Exercise details:
Arrange every line of the listing below as a JSON list of strings, one string per line, with blank lines left out. Leave the pictures out of your answer.

○ ○ ○

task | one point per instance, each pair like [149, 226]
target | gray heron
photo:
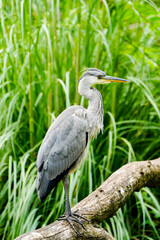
[66, 142]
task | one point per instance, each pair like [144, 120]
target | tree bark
[103, 202]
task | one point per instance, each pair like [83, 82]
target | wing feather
[62, 146]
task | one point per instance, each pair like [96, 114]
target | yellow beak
[108, 79]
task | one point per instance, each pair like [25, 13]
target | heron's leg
[69, 216]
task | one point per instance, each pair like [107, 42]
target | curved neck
[94, 97]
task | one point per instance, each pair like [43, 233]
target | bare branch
[103, 202]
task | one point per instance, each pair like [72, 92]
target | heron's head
[96, 76]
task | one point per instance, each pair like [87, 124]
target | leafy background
[44, 46]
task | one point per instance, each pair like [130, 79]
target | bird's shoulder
[64, 142]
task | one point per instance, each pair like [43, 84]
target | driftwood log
[103, 202]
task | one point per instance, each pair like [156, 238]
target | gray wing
[63, 144]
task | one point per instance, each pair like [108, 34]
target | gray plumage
[66, 142]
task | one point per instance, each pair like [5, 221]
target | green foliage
[44, 45]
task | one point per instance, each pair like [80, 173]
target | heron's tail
[44, 185]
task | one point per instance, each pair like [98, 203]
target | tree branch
[103, 202]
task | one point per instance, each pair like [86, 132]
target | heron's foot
[73, 217]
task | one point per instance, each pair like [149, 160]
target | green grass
[44, 46]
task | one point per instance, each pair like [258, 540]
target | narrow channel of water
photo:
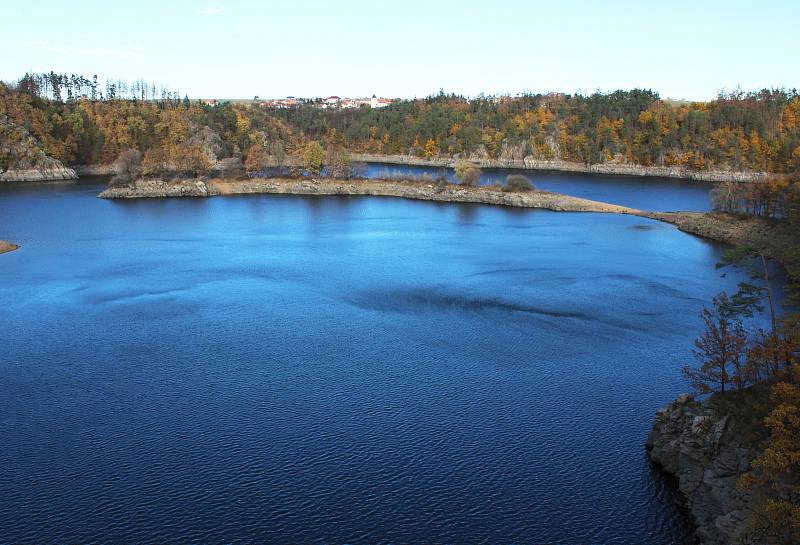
[644, 193]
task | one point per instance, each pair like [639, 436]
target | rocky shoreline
[528, 163]
[708, 446]
[7, 247]
[53, 174]
[771, 236]
[327, 186]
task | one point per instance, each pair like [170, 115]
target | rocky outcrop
[22, 157]
[53, 173]
[160, 188]
[707, 447]
[773, 237]
[7, 247]
[529, 163]
[95, 170]
[328, 186]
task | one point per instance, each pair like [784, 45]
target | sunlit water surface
[270, 369]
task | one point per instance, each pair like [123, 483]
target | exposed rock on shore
[95, 170]
[770, 236]
[707, 447]
[155, 188]
[24, 159]
[529, 163]
[7, 247]
[55, 173]
[327, 186]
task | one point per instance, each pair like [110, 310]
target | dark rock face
[707, 450]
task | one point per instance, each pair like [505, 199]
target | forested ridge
[76, 121]
[738, 131]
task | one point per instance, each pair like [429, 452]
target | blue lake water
[278, 369]
[644, 193]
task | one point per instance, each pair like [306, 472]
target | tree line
[760, 366]
[757, 131]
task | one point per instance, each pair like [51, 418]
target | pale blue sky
[238, 48]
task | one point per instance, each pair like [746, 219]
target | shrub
[468, 173]
[518, 182]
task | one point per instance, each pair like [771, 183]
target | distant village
[332, 102]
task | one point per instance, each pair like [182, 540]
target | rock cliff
[707, 447]
[22, 158]
[329, 186]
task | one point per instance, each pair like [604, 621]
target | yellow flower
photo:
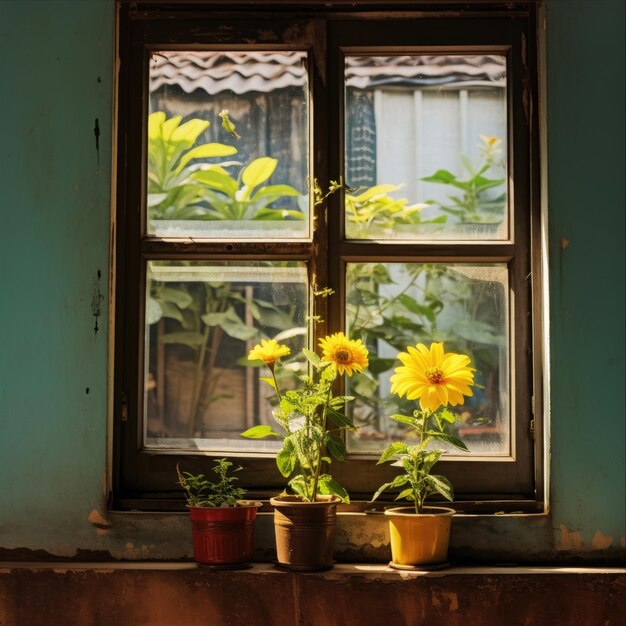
[348, 355]
[436, 378]
[268, 351]
[490, 142]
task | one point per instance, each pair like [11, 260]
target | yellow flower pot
[419, 539]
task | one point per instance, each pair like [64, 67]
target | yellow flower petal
[348, 355]
[433, 376]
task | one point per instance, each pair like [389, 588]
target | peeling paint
[570, 539]
[95, 519]
[601, 541]
[96, 301]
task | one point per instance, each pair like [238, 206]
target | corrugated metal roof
[242, 72]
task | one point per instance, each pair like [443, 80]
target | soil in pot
[305, 532]
[419, 539]
[223, 537]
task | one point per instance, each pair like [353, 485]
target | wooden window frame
[145, 479]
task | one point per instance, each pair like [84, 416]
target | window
[228, 122]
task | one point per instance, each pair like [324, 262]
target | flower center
[434, 375]
[343, 356]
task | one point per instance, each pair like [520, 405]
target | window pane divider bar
[489, 252]
[222, 249]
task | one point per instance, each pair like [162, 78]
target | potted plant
[310, 419]
[222, 523]
[420, 534]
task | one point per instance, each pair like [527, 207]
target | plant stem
[321, 447]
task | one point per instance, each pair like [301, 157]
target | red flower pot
[223, 537]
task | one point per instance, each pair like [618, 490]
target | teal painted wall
[56, 67]
[585, 88]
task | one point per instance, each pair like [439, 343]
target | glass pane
[202, 318]
[228, 145]
[426, 147]
[392, 306]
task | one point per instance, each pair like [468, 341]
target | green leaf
[286, 458]
[405, 419]
[172, 311]
[217, 180]
[343, 421]
[269, 380]
[455, 441]
[187, 132]
[380, 490]
[441, 485]
[312, 357]
[260, 431]
[440, 176]
[298, 485]
[336, 447]
[406, 494]
[447, 415]
[273, 192]
[204, 151]
[191, 339]
[176, 296]
[393, 449]
[328, 485]
[399, 481]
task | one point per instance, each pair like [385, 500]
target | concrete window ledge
[169, 594]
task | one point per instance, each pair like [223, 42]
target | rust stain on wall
[601, 541]
[570, 539]
[95, 519]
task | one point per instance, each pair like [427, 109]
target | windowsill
[365, 570]
[359, 537]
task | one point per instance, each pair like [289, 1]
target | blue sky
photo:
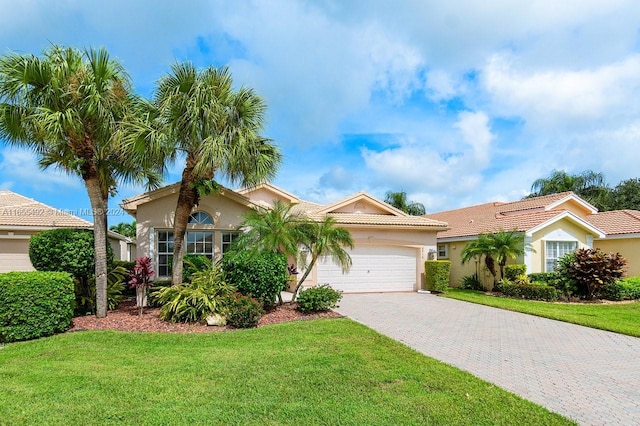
[455, 103]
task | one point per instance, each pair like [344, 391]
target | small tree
[592, 269]
[140, 279]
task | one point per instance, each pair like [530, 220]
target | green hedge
[436, 274]
[530, 291]
[511, 272]
[34, 304]
[261, 275]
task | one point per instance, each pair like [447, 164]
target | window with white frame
[165, 253]
[197, 242]
[555, 250]
[227, 239]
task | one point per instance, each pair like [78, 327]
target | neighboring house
[21, 217]
[553, 224]
[623, 235]
[390, 246]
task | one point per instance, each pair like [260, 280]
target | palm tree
[481, 246]
[198, 115]
[274, 229]
[499, 246]
[589, 185]
[67, 107]
[323, 239]
[399, 200]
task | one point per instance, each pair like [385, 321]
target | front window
[555, 250]
[199, 243]
[443, 251]
[227, 239]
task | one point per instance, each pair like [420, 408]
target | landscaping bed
[125, 318]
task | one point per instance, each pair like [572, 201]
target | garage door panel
[375, 268]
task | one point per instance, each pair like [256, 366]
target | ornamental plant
[140, 279]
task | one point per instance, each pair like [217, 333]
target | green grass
[310, 372]
[621, 318]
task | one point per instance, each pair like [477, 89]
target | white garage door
[375, 268]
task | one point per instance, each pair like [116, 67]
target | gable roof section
[522, 215]
[17, 210]
[391, 216]
[617, 222]
[271, 188]
[130, 205]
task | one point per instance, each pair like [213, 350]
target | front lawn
[310, 372]
[618, 317]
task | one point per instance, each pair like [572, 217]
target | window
[197, 242]
[165, 253]
[556, 250]
[227, 239]
[200, 218]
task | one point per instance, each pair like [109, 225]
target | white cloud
[20, 165]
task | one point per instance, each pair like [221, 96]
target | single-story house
[553, 225]
[21, 217]
[389, 252]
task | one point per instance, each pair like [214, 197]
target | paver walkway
[588, 375]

○ ○ ○

Exercise solution:
[
  "task | one point per instance, each pair like [149, 226]",
  "target | gray heron",
  "photo:",
  "[66, 142]",
  "task | one point per instance, each pair like [144, 120]",
  "target | tree bark",
  "[103, 202]",
  "task | one point per instance, each pair like [83, 82]",
  "target | wing feather",
  "[62, 146]",
  "task | one point per instance, each pair like [96, 114]",
  "target | yellow beak",
  "[108, 79]",
  "task | one point per instance, each pair like [25, 13]",
  "target | heron's leg",
  "[69, 216]",
  "task | one point per instance, each pair like [107, 42]",
  "target | curved neck",
  "[94, 97]",
  "task | one point per instance, each pair like [43, 233]",
  "target | bare branch",
  "[103, 202]",
  "task | one point per instance, each pair like [72, 92]",
  "target | heron's head",
  "[96, 76]",
  "task | one point per instance, each pair like [87, 124]",
  "target | leafy background",
  "[44, 46]",
  "task | one point per instance, each pair like [130, 79]",
  "target | bird's shoulder",
  "[64, 142]",
  "task | one point per instance, each pair like [43, 84]",
  "target | driftwood log",
  "[103, 202]",
  "task | one point per instance, each pair like [156, 238]",
  "target | gray wing",
  "[63, 144]",
  "task | one point per instance, each pair like [108, 34]",
  "target | gray plumage",
  "[66, 142]",
  "task | one point per instance, each pair like [5, 221]",
  "target | green foliage",
  "[44, 45]",
  "task | one point per instance, each pair like [80, 173]",
  "target | heron's tail",
  "[44, 185]",
  "task | one point per instance, each pair like [98, 203]",
  "target | tree branch",
  "[103, 202]",
  "task | one point per instance, each pair like [86, 132]",
  "target | heron's foot",
  "[73, 217]",
  "task | one point per instance, each pair like [149, 160]",
  "target | green grass",
  "[44, 46]",
  "task | one point per instance, each pair like [258, 540]",
  "target | narrow channel of water",
  "photo:",
  "[644, 193]",
  "task | one point per instance, each pair like [639, 436]",
  "target | rocky shoreline",
  "[528, 163]",
  "[708, 446]",
  "[7, 247]",
  "[53, 174]",
  "[771, 236]",
  "[327, 186]",
  "task | one point per instance, each pair like [170, 115]",
  "target | rocky outcrop",
  "[22, 157]",
  "[53, 173]",
  "[160, 188]",
  "[707, 447]",
  "[773, 237]",
  "[7, 247]",
  "[529, 163]",
  "[95, 170]",
  "[328, 186]",
  "task | one point per instance, each pair like [784, 45]",
  "target | sunlit water surface",
  "[270, 369]",
  "task | one point per instance, each pair like [123, 483]",
  "target | exposed rock on shore",
  "[95, 170]",
  "[770, 236]",
  "[707, 447]",
  "[155, 188]",
  "[24, 159]",
  "[529, 163]",
  "[7, 247]",
  "[55, 173]",
  "[327, 186]",
  "task | one point per instance, each pair like [110, 310]",
  "target | dark rock face",
  "[707, 450]",
  "task | one point per instance, each pair like [505, 199]",
  "target | forested ridge",
  "[76, 121]",
  "[738, 131]",
  "task | one point per instance, each pair like [429, 452]",
  "target | blue lake water",
  "[278, 369]",
  "[644, 193]",
  "task | one point per instance, each pair like [306, 472]",
  "target | tree line",
  "[760, 366]",
  "[757, 131]",
  "task | one point per instance, each pair like [51, 418]",
  "target | pale blue sky",
  "[238, 48]",
  "task | one point per instance, each pair like [746, 219]",
  "target | shrub",
  "[468, 173]",
  "[518, 182]",
  "task | one point per instance, each pair like [771, 183]",
  "target | distant village",
  "[332, 102]",
  "task | one point per instance, each pair like [182, 540]",
  "target | rock cliff",
  "[707, 447]",
  "[22, 158]",
  "[329, 186]",
  "task | one point per instance, each pair like [604, 621]",
  "target | yellow flower",
  "photo:",
  "[348, 355]",
  "[436, 378]",
  "[268, 351]",
  "[490, 142]",
  "task | one point per instance, each pair like [11, 260]",
  "target | yellow flower pot",
  "[419, 539]",
  "task | one point per instance, each pair like [64, 67]",
  "target | yellow flower petal",
  "[348, 355]",
  "[433, 376]",
  "task | one point per instance, each pair like [389, 588]",
  "target | peeling paint",
  "[570, 539]",
  "[95, 519]",
  "[601, 541]",
  "[96, 301]",
  "task | one point per instance, each pair like [238, 206]",
  "target | corrugated metal roof",
  "[242, 72]",
  "task | one point per instance, each pair like [443, 80]",
  "target | soil in pot",
  "[305, 532]",
  "[419, 539]",
  "[223, 537]",
  "task | one point per instance, each pair like [353, 485]",
  "target | wooden window frame",
  "[145, 479]",
  "task | one point per instance, each pair like [84, 416]",
  "target | window",
  "[228, 122]",
  "task | one point per instance, each pair like [324, 262]",
  "target | flower center",
  "[434, 375]",
  "[343, 356]",
  "task | one point per instance, each pair like [520, 405]",
  "target | window pane divider bar",
  "[489, 252]",
  "[222, 249]",
  "task | one point per instance, each pair like [162, 78]",
  "target | potted plant",
  "[310, 419]",
  "[222, 523]",
  "[420, 534]",
  "task | one point per instance, each pair like [527, 207]",
  "target | plant stem",
  "[321, 447]",
  "task | one point per instance, each pair like [301, 157]",
  "target | red flower pot",
  "[223, 537]",
  "task | one point per instance, each pair like [618, 490]",
  "target | teal painted wall",
  "[56, 67]",
  "[585, 88]",
  "task | one point per instance, each pair like [439, 343]",
  "target | glass pane",
  "[202, 318]",
  "[228, 145]",
  "[426, 147]",
  "[392, 306]",
  "task | one point per instance, each pair like [468, 341]",
  "target | green leaf",
  "[286, 458]",
  "[405, 419]",
  "[172, 311]",
  "[217, 180]",
  "[343, 421]",
  "[269, 380]",
  "[455, 441]",
  "[187, 132]",
  "[380, 490]",
  "[441, 485]",
  "[312, 357]",
  "[260, 431]",
  "[440, 176]",
  "[298, 485]",
  "[336, 447]",
  "[406, 494]",
  "[447, 415]",
  "[273, 192]",
  "[204, 151]",
  "[191, 339]",
  "[176, 296]",
  "[393, 449]",
  "[328, 485]",
  "[399, 481]",
  "task | one point per instance, each pair like [385, 500]",
  "target | concrete window ledge",
  "[169, 594]",
  "task | one point per instance, each pair like [223, 42]",
  "target | rust stain on wall",
  "[601, 541]",
  "[570, 539]",
  "[95, 519]",
  "task | one point per instance, each pair like [427, 109]",
  "target | windowsill",
  "[365, 570]",
  "[359, 537]",
  "task | one point per instance, each pair like [289, 1]",
  "target | blue sky",
  "photo:",
  "[455, 103]",
  "task | one point per instance, each pair like [344, 391]",
  "target | small tree",
  "[592, 269]",
  "[140, 279]",
  "task | one point per instance, each pair like [530, 220]",
  "target | green hedge",
  "[436, 274]",
  "[530, 291]",
  "[511, 272]",
  "[34, 304]",
  "[261, 275]",
  "task | one point per instance, each pair like [447, 164]",
  "target | window with white frame",
  "[165, 253]",
  "[197, 242]",
  "[555, 250]",
  "[227, 239]",
  "task | one point per instance, each pair like [78, 327]",
  "target | neighboring house",
  "[21, 217]",
  "[553, 224]",
  "[623, 235]",
  "[390, 246]",
  "task | one point per instance, each pair like [260, 280]",
  "target | palm tree",
  "[481, 246]",
  "[198, 115]",
  "[274, 229]",
  "[499, 246]",
  "[589, 185]",
  "[67, 107]",
  "[323, 239]",
  "[399, 200]",
  "task | one point per instance, each pair like [385, 321]",
  "target | front window",
  "[555, 250]",
  "[199, 243]",
  "[443, 251]",
  "[227, 239]",
  "task | one point per instance, each pair like [420, 408]",
  "target | landscaping bed",
  "[125, 318]",
  "task | one point per instance, each pair like [572, 201]",
  "target | garage door panel",
  "[375, 268]",
  "task | one point per instance, each pair like [256, 366]",
  "target | ornamental plant",
  "[140, 279]",
  "task | one point per instance, each pair like [217, 333]",
  "target | green grass",
  "[310, 372]",
  "[621, 318]",
  "task | one point per instance, each pair like [477, 89]",
  "target | white garage door",
  "[375, 268]",
  "task | one point per instance, each pair like [116, 67]",
  "target | gable roof section",
  "[522, 215]",
  "[17, 210]",
  "[391, 216]",
  "[617, 222]",
  "[271, 188]",
  "[130, 205]",
  "task | one point per instance, each pair like [213, 350]",
  "target | front lawn",
  "[310, 372]",
  "[618, 317]",
  "task | one point per instance, each pair like [572, 217]",
  "target | window",
  "[197, 242]",
  "[165, 253]",
  "[556, 250]",
  "[227, 239]",
  "[200, 218]",
  "task | one point per instance, each pair like [109, 225]",
  "target | white cloud",
  "[20, 165]",
  "task | one point per instance, each pair like [221, 96]",
  "target | single-story house",
  "[553, 225]",
  "[21, 217]",
  "[389, 252]",
  "task | one point per instance, each pair like [214, 197]",
  "target | paver walkway",
  "[588, 375]"
]